[Source data]

──────

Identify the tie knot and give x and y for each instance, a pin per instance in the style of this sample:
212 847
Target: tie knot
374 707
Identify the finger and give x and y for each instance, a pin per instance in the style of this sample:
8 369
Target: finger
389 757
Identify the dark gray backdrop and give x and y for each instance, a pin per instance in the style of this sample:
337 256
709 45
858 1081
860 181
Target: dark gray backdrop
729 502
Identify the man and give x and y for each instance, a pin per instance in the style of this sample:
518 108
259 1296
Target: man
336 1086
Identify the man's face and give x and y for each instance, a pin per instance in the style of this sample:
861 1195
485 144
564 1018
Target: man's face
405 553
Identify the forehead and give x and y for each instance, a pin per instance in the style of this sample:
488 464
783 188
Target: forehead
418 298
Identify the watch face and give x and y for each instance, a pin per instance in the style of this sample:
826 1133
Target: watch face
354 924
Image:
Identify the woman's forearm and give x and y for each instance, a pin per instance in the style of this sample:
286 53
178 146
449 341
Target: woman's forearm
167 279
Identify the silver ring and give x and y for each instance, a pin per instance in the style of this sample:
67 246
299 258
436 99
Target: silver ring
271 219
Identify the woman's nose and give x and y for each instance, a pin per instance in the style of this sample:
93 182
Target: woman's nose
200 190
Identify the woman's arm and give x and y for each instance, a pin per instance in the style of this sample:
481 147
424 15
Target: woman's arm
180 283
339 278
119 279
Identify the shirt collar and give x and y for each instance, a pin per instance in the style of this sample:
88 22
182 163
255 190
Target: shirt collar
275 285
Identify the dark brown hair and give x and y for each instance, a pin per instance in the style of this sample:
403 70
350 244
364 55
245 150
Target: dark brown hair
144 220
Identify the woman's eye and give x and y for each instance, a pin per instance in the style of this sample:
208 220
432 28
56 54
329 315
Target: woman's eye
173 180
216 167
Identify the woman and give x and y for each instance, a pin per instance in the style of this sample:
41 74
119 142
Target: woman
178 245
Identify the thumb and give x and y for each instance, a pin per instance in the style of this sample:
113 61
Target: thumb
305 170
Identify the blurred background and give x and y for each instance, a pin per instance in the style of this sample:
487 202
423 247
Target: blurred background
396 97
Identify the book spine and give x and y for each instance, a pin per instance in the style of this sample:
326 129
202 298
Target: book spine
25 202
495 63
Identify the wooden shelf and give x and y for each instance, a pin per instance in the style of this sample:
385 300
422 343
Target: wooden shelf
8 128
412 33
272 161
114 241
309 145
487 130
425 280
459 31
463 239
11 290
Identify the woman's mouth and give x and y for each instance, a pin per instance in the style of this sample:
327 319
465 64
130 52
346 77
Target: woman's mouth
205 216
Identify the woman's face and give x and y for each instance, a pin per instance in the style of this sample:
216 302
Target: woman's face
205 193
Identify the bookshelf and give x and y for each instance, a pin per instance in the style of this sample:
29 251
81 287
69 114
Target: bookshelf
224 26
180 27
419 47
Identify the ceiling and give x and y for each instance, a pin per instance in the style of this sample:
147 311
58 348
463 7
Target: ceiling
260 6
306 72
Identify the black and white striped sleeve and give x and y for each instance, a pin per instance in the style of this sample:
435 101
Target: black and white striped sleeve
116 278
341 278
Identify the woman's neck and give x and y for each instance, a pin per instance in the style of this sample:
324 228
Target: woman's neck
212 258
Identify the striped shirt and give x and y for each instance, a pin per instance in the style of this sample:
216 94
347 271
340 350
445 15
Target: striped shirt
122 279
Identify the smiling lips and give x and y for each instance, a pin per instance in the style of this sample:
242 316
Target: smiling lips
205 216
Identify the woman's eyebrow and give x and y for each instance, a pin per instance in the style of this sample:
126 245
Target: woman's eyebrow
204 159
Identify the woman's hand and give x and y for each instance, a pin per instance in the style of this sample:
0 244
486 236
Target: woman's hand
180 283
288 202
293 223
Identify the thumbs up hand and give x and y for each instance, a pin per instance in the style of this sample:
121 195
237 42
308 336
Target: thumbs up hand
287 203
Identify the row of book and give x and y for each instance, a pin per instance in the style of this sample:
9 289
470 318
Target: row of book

──────

[EXERCISE GOAL]
In the lines above, every record is to be repeated exactly.

[EXERCISE SOLUTION]
Identify the tie knot and give x and y for each instance, a pin per instance in the style of this sample:
212 847
Target: tie knot
374 707
Identify the finger and give x and y for each instance, a pin per instance in the style of this sample:
8 369
Target: finger
389 757
Identify the dark gray backdrop and give x and y for each instance, a pin per instance in the style of this sample:
337 256
709 45
858 1081
860 181
Target: dark gray backdrop
729 502
Identify the man and give x and y for each instance, a pin per instance in the style of this sample:
518 108
259 1296
Target: man
336 1086
Identify the man's face and give x and y for each instance, a pin per instance in the style of this sample:
861 1195
485 144
564 1018
Target: man's face
405 553
Identify the forehead and give x and y for each instance, a pin per instance in the style of this sample:
488 464
783 188
Target: forehead
418 298
Identify the watch face and give x and y for each instance, a pin per instance in the style of this sample:
826 1133
Target: watch face
354 924
Image:
Identify the woman's forearm and give x and y for each instance, a pin per instance in the style of this sample:
286 53
178 146
449 341
Target: woman's forearm
167 279
Identify the silver ring and give x and y for each instance, a pin per instance in the style of this sample:
67 246
299 258
436 99
Target: silver ring
271 219
Identify the woman's nose and give x and y for each instance, a pin per instance in the style of this sample:
93 182
Target: woman's nose
200 190
Identify the woman's arm and give x and y for each instance, a pin per instance in the style of this sample:
481 147
424 15
Target: woman's arm
180 283
339 278
119 279
Identify the shirt collar and give x and y for each instance, a pin per instance in the style of this sample:
88 22
182 163
255 190
Target: shirt collar
275 285
Identify the dark brown hair and give x and y for each instance, a pin per instance in the style of this sample:
403 70
350 244
364 55
245 150
Target: dark brown hair
144 220
Identify the woman's eye and give x and y for each instance, a pin per instance in the style of this sample:
208 220
432 28
56 54
329 315
Target: woman's eye
173 180
216 167
Identify the woman and give x and y for each instance, a pin per instance in the style of this sample:
41 74
119 142
Target: woman
178 245
Identify the thumb and give x and y for each instance, a pin per instance in the style of this sample:
113 61
Target: thumb
305 170
Identify the blurred background and give x and y for each instance, a pin per instance in the style of this sample:
487 202
423 247
Target: blurred background
396 97
Identify the book spine and give x and y for each instance, a pin per instance in the style of this sample:
326 129
202 298
Target: book spine
25 202
495 63
Identify the wooden shelf and give x and y for each instance, a pin per instance in the style of this sample:
385 300
422 343
Target: wooden shelf
8 128
412 33
272 161
114 241
309 145
487 130
425 280
459 31
463 239
11 290
Identify the woman's mouth and give x and y for each instance, a pin per instance in the style of this sample:
327 319
465 64
130 52
346 77
Target: woman's mouth
205 216
Identify the woman's face and give x and y for each instance, a pin per instance in the style of this sample:
216 302
Target: woman's face
205 193
Identify the bookshelf and give x and y for each instance, a pin per instance in the style of this sample:
29 251
81 287
69 114
Target: bookshelf
224 26
180 27
419 47
Identify the ceiling and give x and y for each instance, a pin per instance in the style of this sample:
147 311
58 348
463 7
Target: ceiling
260 6
306 72
Identify the black and white striped sleeve and give x and y for each instance, a pin per instance in the style of this sample:
435 101
Target: black and white striped sleeve
116 278
341 278
Identify the woman's neck and give x and y for each instance, a pin per instance in the style of this sample:
324 228
Target: woman's neck
212 258
Identify the striped shirt and give x and y for each instance, a pin per instance in the style of this sample:
216 94
347 271
340 350
445 15
Target: striped shirt
122 279
Identify the smiling lips and give x and y for each instance, a pin per instance in the style of this sample:
242 316
Target: smiling lips
205 216
Identify the woman's eyebrow and give x and y for each instance, a pin per instance in the style of this sample:
126 245
Target: woman's eyebrow
204 159
Identify the woman's hand and give x and y for each instance, a pin per instance in the style of this sample:
0 244
486 236
Target: woman's hand
180 283
288 202
293 223
Identify the thumbs up hand and give x and y for each instance, a pin per instance in the style of this sample:
121 195
237 42
308 336
Target: thumbs up hand
287 203
Identify the row of book and give x and y for each instance, a pin per instance in the style of this sample:
9 289
470 318
Target: row of book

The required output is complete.